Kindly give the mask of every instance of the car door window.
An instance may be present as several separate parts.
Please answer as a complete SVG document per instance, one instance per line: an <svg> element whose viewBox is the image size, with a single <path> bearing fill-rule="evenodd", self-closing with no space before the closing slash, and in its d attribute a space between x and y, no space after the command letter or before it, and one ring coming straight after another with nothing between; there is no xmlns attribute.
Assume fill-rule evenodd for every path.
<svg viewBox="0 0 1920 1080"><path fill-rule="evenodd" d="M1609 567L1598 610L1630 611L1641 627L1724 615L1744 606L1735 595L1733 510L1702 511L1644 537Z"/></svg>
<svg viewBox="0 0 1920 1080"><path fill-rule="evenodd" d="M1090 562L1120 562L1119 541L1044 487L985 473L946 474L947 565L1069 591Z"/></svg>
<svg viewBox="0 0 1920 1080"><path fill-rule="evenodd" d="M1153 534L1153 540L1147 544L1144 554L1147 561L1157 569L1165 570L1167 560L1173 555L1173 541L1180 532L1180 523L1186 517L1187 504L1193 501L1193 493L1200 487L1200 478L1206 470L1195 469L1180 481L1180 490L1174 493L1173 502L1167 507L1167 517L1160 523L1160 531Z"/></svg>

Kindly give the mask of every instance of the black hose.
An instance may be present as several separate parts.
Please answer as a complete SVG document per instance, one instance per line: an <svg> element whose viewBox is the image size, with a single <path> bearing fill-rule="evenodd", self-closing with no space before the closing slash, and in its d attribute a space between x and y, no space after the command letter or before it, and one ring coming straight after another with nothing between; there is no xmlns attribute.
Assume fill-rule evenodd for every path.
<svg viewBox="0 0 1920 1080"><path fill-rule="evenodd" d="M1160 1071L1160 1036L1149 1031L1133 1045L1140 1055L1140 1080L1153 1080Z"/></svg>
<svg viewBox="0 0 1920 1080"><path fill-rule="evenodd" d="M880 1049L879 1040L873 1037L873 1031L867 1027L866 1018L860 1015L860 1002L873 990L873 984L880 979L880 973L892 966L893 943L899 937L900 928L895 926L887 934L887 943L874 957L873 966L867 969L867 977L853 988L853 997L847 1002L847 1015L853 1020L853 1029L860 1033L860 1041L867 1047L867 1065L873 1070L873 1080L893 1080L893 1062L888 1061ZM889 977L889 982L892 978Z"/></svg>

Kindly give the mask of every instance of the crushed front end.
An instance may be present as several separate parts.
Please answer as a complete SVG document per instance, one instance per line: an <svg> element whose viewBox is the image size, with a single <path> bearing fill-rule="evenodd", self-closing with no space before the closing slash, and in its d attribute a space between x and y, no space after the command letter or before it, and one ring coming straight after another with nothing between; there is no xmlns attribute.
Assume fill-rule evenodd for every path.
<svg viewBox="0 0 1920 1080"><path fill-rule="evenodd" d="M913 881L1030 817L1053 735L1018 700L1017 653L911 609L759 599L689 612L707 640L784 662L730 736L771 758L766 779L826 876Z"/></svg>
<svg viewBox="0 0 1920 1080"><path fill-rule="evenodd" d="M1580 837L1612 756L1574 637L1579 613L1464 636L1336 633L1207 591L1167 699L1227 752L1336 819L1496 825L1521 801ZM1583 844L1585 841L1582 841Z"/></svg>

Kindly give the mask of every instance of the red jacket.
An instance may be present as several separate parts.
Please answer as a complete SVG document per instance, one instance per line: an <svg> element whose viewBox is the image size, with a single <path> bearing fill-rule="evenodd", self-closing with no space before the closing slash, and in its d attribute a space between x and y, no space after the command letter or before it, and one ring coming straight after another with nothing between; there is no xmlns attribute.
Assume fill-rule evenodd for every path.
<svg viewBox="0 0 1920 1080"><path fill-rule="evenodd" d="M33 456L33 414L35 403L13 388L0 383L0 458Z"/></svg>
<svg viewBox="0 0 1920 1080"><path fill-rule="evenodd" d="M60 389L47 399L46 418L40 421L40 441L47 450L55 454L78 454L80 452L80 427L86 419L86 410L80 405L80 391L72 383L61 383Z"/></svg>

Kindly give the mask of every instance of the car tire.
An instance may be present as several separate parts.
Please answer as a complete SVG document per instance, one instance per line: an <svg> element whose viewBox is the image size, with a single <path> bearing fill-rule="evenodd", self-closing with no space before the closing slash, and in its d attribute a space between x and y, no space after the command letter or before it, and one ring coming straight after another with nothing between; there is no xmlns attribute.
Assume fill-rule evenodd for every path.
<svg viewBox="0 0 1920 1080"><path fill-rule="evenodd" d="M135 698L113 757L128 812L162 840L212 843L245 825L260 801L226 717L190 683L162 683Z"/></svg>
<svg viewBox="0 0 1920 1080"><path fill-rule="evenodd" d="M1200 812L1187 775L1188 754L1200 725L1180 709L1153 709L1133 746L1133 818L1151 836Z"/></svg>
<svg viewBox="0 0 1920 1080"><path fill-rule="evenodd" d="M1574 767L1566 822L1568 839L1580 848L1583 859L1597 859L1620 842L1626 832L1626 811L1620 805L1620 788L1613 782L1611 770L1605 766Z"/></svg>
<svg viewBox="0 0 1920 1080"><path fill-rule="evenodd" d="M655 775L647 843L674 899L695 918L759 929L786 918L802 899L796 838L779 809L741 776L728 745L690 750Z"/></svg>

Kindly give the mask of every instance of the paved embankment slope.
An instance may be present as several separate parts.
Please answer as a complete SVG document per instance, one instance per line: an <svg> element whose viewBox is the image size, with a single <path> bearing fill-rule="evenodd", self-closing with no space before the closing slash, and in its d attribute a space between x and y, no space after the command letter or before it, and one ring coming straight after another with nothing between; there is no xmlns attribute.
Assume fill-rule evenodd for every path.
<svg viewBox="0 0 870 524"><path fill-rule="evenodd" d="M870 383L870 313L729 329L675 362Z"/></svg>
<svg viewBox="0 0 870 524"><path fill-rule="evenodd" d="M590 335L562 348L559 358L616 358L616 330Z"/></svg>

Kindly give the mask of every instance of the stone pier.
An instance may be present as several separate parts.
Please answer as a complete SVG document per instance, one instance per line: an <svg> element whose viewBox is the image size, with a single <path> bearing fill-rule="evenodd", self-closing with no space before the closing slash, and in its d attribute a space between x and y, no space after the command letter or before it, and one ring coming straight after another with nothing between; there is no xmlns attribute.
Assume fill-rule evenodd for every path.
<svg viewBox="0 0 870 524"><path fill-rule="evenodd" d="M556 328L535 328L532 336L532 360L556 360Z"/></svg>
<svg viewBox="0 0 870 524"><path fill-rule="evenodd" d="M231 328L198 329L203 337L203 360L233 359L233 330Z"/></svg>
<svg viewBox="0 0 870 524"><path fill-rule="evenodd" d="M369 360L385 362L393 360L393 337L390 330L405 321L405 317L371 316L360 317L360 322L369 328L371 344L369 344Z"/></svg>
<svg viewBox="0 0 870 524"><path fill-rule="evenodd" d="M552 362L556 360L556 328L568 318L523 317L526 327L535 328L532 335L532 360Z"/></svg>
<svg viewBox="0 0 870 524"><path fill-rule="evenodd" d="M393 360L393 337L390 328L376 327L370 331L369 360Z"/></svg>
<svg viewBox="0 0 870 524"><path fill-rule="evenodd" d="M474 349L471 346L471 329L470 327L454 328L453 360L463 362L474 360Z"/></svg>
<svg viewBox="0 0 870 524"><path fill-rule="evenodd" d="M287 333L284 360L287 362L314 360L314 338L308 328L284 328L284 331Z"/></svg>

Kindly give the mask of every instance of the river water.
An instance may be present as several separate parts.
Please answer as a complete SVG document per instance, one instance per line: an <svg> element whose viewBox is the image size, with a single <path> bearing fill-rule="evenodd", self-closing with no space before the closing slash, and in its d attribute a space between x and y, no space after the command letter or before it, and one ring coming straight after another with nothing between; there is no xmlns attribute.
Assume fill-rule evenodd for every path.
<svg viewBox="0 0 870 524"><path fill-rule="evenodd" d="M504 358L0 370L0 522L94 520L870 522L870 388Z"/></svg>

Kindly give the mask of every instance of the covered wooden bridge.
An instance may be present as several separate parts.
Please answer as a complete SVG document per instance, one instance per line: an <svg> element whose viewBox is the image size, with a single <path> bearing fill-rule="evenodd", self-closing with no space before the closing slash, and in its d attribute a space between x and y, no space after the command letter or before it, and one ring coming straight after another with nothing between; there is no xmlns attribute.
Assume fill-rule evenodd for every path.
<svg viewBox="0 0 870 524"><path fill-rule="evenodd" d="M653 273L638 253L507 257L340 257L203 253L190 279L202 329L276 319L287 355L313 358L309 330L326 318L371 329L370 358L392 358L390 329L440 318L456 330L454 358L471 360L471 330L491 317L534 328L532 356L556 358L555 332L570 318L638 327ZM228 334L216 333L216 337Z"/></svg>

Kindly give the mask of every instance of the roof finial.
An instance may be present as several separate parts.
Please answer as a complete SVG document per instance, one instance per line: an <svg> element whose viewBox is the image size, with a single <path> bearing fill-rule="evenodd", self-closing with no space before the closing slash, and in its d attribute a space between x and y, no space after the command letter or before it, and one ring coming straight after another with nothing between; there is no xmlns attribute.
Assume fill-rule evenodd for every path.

..............................

I need every line of the data that has the word "give"; please list them.

Kindly give the mask of every instance of the car door window.
Kindly give the mask of every instance of the black hose.
Kindly give the mask of every instance of the crushed front end.
Kindly give the mask of every instance of the red jacket.
Kindly give the mask of every instance of the car tire.
Kindly give the mask of every instance of the paved embankment slope.
Kindly give the mask of every instance of the stone pier.
Kindly give the mask of every instance of the river water.
Kindly give the mask of every instance of the covered wooden bridge.
Kindly give the mask of every instance of the roof finial.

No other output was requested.